Excerpts of annotation records =
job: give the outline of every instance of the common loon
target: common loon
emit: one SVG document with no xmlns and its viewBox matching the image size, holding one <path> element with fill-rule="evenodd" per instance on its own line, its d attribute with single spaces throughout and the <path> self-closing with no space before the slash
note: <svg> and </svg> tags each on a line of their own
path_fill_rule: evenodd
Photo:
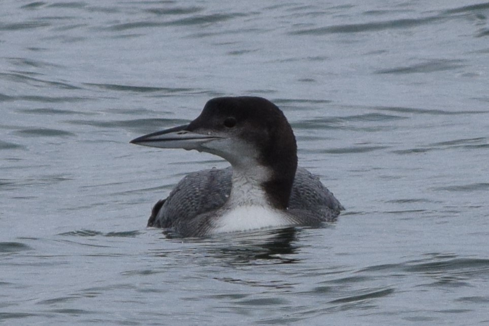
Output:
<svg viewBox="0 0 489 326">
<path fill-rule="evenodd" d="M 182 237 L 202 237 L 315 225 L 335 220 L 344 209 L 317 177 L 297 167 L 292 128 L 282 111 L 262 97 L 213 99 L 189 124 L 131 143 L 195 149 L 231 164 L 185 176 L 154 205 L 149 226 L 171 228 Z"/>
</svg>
---
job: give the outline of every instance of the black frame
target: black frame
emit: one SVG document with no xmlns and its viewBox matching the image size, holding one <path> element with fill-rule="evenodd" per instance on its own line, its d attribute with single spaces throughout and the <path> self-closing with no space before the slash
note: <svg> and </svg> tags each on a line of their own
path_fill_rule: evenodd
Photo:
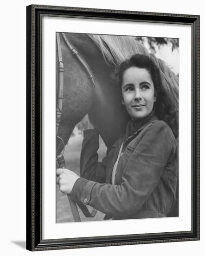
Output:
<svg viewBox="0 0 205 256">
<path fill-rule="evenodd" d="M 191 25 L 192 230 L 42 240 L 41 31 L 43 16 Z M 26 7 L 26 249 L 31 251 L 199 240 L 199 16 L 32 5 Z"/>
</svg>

What you are asked to do =
Convert everything from the line containing "job: give the outline of every instance of the common" down to the line containing "target: common loon" into a JSON list of strings, one string per line and blank lines omitted.

Response to this exercise =
[
  "job: give the outline of every instance of the common loon",
  "target: common loon"
]